━━━━━ Passage extrait

En tout état de cause, l’existence de cette exception permettant de justifier une navigation maritime, peut inciter les professionnels du nautisme et de la plaisance, et notamment les chantiers navals, à reprendre leur activité en vue de la saison estivale.
Le maintien d’une activité professionnelle peut toutefois s’avérer périlleux pour l’employeur au regard du respect de son obligation de sécurité. L’obligation de sécurité de l’employeur est analysée comme une obligation de moyen fondée sur des principes généraux de prévention afin de « combattre les risques à la source ».
Dans une note publiée du 26 mars 2020, le ministère du travail rappelle les règles à respecter pour les entreprises qui maintiennent une activité.
Force est de constater qu’il semble difficile pour des prestations effectuées à bord d’un navire de « respecter les règles de distanciation (1 mètre minimum) et les gestes barrières, simples et efficaces », et d’éviter les « regroupements de salariés dans des espaces réduits doivent être limités ».
Le navire est, par nature, un lieu de travail exigu dans lequel il sera difficile de respecter les gestes préconisés pour lutter contre l’épidémie de Covid-19.
Conformément à l’article L. 4121-1 du Code du travail, dans ce contexte sanitaire à risque, l’employeur devra prendre « les mesures nécessaires pour assurer la sécurité et protéger la santé physique et mentale des travailleurs. »
Les travaux de réparation navales présentent beaucoup de similitude avec les chantiers du bâtiment et des travaux publics. La comparaison se justifie notamment au regard de l’existence d’une multitude d’intervenants sur un navire en réparation.

━━━━━━━━━━
━━━━━ Entrées fournies

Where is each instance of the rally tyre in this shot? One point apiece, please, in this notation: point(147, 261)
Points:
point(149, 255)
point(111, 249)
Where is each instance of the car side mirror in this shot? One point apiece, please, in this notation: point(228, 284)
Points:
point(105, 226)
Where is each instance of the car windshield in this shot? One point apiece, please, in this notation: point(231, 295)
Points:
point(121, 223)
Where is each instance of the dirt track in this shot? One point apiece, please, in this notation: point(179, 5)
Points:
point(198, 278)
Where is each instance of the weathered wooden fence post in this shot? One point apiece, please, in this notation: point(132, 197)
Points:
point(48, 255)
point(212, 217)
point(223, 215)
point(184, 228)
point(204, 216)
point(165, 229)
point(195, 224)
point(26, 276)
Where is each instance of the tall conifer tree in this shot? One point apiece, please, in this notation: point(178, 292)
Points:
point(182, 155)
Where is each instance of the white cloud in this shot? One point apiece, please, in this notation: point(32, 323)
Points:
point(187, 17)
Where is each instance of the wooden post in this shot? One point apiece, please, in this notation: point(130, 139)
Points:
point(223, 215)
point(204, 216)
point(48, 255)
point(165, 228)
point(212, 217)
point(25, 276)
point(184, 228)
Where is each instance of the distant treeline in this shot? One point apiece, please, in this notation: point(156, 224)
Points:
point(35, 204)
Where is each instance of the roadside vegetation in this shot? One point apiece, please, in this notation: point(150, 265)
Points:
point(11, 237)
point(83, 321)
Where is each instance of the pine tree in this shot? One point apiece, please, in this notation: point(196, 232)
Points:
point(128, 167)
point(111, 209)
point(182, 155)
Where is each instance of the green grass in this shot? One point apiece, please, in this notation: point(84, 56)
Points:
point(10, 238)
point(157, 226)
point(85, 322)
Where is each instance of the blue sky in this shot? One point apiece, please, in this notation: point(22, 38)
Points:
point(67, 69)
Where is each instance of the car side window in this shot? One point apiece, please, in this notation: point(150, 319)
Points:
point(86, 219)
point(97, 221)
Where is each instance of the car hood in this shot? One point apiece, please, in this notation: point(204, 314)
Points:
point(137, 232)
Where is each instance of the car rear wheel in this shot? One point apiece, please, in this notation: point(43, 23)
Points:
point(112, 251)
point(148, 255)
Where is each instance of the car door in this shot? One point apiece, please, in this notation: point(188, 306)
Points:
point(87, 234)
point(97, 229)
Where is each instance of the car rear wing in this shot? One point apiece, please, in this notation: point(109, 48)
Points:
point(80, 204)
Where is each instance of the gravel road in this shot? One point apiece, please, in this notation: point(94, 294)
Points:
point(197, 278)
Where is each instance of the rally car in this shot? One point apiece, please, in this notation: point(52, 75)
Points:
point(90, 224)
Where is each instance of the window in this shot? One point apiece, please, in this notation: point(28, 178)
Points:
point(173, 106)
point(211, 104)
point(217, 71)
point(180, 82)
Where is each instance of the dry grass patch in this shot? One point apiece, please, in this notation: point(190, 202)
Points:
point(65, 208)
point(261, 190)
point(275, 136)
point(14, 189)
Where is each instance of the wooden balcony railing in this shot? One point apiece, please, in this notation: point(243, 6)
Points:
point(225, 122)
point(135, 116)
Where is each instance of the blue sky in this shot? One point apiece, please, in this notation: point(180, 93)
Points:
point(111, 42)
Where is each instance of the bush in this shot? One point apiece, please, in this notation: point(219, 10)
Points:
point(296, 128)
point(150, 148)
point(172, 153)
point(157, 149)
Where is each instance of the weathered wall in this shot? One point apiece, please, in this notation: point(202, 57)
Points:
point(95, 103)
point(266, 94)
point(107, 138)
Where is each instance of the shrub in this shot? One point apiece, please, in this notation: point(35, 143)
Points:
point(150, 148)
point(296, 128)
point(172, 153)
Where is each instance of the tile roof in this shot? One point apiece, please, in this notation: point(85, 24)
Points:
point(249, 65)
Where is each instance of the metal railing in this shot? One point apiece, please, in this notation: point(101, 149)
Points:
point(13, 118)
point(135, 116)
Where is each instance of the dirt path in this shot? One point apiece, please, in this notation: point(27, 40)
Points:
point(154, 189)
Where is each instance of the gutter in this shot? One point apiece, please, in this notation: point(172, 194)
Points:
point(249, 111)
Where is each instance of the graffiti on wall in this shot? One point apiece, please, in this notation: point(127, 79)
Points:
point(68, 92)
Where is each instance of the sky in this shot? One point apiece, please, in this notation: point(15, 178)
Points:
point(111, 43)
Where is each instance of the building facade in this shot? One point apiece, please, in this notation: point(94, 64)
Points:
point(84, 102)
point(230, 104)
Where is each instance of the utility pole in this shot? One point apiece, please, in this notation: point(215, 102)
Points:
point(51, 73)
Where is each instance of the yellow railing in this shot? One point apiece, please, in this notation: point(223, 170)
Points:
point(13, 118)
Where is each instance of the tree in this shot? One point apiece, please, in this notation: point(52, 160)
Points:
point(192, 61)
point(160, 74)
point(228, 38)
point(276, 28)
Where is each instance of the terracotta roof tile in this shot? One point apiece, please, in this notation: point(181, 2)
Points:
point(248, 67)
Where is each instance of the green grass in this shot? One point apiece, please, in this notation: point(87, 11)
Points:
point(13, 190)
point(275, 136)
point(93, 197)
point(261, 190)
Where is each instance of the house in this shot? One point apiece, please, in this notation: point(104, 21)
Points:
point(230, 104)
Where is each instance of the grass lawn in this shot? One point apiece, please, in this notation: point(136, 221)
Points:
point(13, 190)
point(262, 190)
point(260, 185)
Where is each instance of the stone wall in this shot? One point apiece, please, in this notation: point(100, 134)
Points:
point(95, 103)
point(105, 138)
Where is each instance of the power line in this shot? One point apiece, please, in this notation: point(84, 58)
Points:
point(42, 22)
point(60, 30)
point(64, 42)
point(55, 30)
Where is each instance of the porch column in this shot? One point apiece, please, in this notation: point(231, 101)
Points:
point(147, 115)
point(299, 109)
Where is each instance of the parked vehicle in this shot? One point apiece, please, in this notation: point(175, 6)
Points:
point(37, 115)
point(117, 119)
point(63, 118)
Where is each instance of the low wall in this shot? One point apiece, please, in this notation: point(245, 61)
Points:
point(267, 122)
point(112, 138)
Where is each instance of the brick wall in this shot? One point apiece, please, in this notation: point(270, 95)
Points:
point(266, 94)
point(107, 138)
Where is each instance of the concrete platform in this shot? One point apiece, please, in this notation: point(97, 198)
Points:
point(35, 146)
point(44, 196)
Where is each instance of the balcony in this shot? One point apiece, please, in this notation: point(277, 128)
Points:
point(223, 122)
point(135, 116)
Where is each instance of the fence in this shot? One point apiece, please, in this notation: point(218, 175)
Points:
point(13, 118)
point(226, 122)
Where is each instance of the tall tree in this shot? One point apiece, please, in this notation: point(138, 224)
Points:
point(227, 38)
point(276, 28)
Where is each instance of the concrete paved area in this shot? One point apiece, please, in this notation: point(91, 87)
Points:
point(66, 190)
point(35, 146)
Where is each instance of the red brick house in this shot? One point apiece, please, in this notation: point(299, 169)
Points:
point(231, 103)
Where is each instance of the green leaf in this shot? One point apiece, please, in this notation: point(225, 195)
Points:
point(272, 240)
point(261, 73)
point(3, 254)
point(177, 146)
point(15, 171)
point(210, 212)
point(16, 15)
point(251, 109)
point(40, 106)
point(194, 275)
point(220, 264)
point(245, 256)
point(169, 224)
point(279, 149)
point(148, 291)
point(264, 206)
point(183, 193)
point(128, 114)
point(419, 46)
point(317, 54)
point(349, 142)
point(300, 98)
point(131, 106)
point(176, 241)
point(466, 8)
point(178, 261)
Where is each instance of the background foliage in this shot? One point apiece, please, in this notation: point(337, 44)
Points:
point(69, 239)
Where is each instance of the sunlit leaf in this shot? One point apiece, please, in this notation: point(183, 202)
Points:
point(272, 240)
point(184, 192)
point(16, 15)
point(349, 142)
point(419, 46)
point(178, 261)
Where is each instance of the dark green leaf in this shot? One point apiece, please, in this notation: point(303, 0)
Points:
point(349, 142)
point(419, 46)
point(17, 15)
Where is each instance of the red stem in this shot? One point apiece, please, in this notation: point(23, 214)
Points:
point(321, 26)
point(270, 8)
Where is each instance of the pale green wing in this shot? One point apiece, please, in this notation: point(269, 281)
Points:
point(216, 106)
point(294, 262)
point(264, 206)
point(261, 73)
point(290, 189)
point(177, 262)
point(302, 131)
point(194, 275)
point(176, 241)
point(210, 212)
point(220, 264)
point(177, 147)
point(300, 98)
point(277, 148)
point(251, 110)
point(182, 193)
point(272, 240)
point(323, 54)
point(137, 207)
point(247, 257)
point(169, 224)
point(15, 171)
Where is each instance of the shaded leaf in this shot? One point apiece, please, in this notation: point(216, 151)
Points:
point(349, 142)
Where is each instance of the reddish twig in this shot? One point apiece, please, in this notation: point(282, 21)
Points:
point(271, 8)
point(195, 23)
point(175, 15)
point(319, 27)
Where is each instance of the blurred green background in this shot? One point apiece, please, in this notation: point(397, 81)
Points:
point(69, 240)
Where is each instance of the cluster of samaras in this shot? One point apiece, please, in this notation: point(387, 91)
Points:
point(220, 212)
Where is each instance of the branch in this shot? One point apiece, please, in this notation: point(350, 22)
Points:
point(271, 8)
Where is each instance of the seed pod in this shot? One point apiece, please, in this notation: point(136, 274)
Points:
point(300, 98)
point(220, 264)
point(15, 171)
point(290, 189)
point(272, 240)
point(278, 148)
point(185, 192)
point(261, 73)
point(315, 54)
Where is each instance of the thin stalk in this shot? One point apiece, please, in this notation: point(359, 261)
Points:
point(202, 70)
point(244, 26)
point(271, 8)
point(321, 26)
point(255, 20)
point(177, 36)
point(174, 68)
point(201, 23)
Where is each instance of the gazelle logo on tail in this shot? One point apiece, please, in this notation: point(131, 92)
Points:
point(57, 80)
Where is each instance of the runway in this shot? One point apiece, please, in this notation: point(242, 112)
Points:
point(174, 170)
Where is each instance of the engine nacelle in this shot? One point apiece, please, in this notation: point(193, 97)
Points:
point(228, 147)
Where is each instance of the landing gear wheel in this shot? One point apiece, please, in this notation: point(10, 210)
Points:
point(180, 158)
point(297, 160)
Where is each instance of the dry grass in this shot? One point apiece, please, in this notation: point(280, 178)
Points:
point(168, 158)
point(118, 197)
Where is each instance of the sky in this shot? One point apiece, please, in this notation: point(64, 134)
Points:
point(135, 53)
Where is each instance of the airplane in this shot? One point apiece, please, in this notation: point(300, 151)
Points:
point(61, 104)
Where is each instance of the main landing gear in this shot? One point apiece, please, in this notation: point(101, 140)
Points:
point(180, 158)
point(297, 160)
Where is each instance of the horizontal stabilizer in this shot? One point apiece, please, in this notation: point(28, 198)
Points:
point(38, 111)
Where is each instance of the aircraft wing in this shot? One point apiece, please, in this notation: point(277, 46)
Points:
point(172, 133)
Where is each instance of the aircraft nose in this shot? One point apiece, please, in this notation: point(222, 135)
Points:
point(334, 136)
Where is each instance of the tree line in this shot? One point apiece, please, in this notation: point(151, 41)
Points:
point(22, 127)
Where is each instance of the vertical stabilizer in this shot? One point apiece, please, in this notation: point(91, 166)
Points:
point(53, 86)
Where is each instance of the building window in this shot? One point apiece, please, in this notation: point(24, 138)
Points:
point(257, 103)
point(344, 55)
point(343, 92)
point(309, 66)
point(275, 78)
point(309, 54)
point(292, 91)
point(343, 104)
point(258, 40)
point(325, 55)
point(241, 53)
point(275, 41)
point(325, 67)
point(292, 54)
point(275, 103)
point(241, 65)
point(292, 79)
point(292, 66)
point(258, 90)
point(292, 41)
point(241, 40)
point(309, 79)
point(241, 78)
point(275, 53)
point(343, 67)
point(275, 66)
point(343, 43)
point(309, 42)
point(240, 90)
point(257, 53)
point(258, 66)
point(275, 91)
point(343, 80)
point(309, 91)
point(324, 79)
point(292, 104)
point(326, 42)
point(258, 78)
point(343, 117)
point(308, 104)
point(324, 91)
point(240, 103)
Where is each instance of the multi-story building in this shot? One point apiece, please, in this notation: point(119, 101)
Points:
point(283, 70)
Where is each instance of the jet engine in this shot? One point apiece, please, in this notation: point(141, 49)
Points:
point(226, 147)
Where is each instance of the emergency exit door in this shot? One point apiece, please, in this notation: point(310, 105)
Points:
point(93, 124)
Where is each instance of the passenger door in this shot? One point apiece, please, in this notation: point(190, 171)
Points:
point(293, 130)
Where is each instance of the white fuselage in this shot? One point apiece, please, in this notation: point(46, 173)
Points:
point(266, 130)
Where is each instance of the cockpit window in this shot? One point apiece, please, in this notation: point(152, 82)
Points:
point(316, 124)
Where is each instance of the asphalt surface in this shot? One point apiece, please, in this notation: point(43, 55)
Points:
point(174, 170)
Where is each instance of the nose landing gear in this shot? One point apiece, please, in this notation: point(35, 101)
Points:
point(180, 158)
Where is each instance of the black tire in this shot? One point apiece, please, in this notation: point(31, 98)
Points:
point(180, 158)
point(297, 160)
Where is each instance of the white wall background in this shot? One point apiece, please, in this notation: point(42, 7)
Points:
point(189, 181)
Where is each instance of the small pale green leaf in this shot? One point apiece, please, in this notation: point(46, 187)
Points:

━━━━━━━━━━

Problèmes à résoudre
1. Répondez aux questions suivantes d'après le texte sur les chantiers navals face au Covid-19.
(a) À quelle date le ministère du travail a-t-il publié sa note sur les règles à respecter ?
(b) Quel article du Code du travail est cité à propos des mesures que doit prendre l'employeur ?
(c) À quels chantiers les travaux de réparation navale sont-ils comparés ?
2. Reprenez le texte sur les chantiers navals face au Covid-19 à la suite de sa dernière phrase.

Réponses numérotées
1.
(a) Le 26 mars 2020.
(b) L'article L. 4121-1 du Code du travail.
(c) Aux chantiers du bâtiment et des travaux publics.

2.
Les chantiers navals utilisent fréquemment les services d’un certain nombre de sous-traitants. Le chantier accueille également l’équipage du yacht en réparation ainsi que des entreprises que le capitaine ou la société de management du yacht font intervenir directement.
Le texte applicable à la mise en cohérence des intervenants reste actuellement le décret no 77-1321 du 29 novembre 1977 modifié qui continue de régir la construction et la réparation navales.
Dans ce contexte, l’article 10 du décret n°77-1321 du 29 novembre 1977 fixant les prescriptions particulières d’hygiène et de sécurité applicables aux travaux effectués dans un établissement par une entreprise extérieure applicable à la réparation navale impliquant le recours à la sous-traitance dispose « lorsque les travaux définis à l’article 1er sont effectués de nuit ou dans un lieu isolé ou à un moment où l’activité de l’entreprise utilisatrice est interrompue, le chef de l’entreprise intervenante doit prendre les dispositions nécessaires pour qu’aucun salarié ne travaille isolément en un point où il ne pourrait pas être secouru à bref délai en cas d’accident. »
En application de ces règles de sécurité, certaines prestations nécessitent la présente d’au moins deux salariés. Dans ce cas de figure, il sera difficile pour l’employeur de faire respecter les directives du ministère du travail visant à protéger les salariés des risques de contamination.
Face à ces nouvelles organisations du travail et aux risques associés, il appartiendra aux employeurs et aux armateurs de mettre à jour l’évaluation des risques professionnels liés à leur activité, de la prendre en compte dans le document d’évaluation des risques et de fixer les mesures de prévention qui en découlent.
Les règles impératives de protection des marins et des salariés contraindront les armateurs/employeurs à cesser toute activité, y compris celles autorisées par les autorités maritimes, lorsqu’il existe un risque avéré pour les salariés/marins dont l’activité a été maintenue. C’est en considération de ces principes que les armateurs/employeurs devront réfléchir à la nouvelle organisation du travail imposée par le Covid-19.